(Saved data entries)
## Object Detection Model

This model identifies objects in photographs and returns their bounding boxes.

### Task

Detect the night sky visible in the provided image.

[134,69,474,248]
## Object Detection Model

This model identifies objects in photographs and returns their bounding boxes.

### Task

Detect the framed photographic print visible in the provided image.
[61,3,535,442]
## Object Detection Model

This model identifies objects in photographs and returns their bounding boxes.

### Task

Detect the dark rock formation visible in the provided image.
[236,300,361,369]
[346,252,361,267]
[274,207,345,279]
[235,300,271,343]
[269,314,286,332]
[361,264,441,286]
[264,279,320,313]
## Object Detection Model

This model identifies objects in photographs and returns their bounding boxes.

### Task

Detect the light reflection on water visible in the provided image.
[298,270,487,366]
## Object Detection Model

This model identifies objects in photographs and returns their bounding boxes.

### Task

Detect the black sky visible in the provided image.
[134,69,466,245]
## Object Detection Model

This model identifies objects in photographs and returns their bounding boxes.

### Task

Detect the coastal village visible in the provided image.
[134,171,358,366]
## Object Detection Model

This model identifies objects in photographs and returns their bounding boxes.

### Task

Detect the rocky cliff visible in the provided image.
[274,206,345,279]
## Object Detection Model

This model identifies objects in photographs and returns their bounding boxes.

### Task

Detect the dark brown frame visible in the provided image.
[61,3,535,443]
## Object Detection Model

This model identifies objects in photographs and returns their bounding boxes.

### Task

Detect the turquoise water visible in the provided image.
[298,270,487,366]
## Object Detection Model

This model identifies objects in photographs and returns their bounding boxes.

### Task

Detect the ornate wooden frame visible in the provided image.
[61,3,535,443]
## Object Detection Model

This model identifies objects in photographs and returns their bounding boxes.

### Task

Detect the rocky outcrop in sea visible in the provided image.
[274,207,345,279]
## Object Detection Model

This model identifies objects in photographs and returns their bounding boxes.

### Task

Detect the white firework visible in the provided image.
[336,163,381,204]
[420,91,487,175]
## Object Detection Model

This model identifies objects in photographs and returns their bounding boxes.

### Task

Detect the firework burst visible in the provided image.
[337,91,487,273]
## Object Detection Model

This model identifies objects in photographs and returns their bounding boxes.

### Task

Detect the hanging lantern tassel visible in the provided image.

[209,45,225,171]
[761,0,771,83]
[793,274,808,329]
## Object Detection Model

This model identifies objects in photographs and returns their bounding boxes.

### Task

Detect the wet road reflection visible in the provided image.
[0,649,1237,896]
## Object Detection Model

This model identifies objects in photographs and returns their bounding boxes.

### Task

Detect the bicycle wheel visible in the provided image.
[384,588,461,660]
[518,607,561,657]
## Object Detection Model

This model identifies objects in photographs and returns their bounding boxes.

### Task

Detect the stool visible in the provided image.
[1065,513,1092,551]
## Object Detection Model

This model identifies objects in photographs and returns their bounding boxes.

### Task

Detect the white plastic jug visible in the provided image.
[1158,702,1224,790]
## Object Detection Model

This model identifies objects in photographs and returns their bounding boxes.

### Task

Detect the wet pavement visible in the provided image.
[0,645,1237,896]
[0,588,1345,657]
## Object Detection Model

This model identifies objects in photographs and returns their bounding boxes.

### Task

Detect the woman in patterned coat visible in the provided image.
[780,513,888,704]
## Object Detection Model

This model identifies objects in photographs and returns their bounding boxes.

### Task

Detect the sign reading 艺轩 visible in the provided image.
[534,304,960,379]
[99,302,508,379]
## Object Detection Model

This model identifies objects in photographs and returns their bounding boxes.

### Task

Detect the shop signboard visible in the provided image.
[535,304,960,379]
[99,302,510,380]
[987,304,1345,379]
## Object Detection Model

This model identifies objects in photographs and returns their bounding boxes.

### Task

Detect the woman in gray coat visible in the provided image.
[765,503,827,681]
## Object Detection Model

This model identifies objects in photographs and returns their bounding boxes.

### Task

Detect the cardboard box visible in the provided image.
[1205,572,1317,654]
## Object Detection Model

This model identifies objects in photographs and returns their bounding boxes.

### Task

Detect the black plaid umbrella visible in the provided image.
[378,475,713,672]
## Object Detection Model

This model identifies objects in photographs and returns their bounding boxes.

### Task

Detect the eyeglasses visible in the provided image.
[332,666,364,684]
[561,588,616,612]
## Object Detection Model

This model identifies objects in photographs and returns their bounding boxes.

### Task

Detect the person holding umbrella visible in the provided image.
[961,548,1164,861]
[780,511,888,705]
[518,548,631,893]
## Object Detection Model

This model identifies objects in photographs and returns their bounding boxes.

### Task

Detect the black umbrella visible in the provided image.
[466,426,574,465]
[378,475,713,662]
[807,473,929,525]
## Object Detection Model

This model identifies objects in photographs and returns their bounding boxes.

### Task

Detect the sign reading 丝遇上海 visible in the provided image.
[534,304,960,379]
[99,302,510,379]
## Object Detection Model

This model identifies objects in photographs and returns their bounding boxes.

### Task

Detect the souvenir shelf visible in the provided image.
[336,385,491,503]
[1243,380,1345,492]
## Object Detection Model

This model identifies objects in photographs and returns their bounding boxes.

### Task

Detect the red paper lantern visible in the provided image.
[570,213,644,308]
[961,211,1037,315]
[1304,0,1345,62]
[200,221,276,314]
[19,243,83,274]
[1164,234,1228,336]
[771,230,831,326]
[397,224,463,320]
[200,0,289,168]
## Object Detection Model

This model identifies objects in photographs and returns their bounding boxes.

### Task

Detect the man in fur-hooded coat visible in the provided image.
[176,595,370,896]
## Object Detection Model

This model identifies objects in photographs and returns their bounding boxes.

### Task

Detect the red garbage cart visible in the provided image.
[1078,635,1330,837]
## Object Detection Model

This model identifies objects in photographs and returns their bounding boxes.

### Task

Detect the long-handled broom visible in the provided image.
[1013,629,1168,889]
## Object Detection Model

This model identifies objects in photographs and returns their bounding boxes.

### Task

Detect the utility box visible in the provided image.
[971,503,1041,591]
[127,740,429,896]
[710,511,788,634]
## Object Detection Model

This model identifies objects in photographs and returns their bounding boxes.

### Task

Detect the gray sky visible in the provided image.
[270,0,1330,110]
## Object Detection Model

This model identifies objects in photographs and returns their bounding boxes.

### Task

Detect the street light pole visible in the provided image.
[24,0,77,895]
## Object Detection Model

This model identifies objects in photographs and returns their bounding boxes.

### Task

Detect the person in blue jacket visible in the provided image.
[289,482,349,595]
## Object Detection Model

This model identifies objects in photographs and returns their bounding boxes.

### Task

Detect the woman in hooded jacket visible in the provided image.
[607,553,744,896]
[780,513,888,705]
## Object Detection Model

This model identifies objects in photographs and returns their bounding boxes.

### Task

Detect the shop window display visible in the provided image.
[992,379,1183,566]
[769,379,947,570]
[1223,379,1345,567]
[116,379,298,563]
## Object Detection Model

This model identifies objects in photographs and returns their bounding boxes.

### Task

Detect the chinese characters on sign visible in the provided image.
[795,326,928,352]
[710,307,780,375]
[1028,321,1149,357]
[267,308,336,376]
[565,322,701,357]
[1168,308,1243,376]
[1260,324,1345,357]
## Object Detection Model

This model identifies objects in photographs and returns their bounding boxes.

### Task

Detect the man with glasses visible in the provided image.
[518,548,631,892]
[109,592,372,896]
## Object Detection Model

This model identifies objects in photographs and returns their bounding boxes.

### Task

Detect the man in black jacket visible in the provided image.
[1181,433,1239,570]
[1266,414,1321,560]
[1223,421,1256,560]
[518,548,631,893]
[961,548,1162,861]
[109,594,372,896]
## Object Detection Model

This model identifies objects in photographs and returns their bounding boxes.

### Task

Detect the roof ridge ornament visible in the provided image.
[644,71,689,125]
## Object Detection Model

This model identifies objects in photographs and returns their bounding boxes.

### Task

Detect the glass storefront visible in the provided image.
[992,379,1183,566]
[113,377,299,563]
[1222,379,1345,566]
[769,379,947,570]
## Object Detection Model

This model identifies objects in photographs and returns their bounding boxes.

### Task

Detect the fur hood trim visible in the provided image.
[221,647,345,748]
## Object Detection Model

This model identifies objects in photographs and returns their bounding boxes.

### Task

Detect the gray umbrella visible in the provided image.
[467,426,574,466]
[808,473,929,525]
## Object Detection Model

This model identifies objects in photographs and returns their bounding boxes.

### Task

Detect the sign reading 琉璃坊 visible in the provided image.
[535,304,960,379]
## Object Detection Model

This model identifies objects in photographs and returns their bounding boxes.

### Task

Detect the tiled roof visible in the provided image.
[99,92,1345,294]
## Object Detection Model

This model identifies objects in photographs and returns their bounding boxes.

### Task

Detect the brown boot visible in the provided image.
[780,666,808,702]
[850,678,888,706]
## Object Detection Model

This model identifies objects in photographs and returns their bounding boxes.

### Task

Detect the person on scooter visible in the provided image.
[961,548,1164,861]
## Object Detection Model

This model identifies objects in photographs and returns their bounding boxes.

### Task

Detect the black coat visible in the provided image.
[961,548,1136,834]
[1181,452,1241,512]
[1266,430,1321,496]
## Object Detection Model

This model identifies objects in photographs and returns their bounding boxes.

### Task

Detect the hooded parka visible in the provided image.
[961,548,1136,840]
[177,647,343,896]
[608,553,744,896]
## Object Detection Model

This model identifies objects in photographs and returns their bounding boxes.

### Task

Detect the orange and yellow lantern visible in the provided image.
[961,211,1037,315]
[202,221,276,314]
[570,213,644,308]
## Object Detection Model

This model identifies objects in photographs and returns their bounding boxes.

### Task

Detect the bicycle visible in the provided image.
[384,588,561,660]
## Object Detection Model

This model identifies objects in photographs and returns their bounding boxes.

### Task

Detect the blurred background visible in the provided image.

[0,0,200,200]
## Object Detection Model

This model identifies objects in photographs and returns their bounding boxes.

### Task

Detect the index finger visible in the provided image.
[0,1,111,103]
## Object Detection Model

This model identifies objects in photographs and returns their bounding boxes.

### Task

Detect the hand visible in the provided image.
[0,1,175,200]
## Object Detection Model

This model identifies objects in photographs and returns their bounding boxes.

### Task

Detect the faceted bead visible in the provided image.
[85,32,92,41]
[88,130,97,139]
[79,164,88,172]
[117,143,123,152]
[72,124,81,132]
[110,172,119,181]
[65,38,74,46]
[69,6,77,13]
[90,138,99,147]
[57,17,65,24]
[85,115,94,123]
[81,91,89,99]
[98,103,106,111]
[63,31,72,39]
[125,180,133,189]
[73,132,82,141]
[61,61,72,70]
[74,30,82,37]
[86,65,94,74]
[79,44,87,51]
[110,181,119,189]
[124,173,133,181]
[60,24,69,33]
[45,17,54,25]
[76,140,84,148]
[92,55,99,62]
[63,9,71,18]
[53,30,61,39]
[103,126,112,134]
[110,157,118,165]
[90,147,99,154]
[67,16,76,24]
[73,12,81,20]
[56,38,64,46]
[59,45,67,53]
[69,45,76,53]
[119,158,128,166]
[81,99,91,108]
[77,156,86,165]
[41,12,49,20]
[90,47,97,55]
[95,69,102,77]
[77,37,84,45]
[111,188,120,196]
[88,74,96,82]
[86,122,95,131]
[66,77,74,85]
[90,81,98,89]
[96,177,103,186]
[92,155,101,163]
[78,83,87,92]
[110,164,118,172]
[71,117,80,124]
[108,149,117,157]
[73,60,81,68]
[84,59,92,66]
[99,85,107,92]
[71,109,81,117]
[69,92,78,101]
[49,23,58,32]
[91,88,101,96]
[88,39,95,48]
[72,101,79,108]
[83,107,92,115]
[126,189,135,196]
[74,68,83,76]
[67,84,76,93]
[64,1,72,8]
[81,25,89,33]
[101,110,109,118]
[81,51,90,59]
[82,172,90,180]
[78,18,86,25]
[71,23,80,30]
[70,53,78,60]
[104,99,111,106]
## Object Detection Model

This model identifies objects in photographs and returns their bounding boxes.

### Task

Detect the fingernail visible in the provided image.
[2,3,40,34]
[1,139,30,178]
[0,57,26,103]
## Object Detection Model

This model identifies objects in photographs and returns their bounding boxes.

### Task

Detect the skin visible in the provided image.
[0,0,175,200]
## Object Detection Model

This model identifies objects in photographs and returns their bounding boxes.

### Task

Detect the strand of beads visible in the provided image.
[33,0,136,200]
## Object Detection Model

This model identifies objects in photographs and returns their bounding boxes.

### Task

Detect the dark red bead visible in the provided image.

*Stated problem:* Pull out every line of the entries above that contains the word "dark". Copy each one unchanged.

*Task solution:*
Detect the dark rock formation visible in the provided image.
Detect the dark brown frame visible in the provided image.
Detect the dark red bead visible in the provided image.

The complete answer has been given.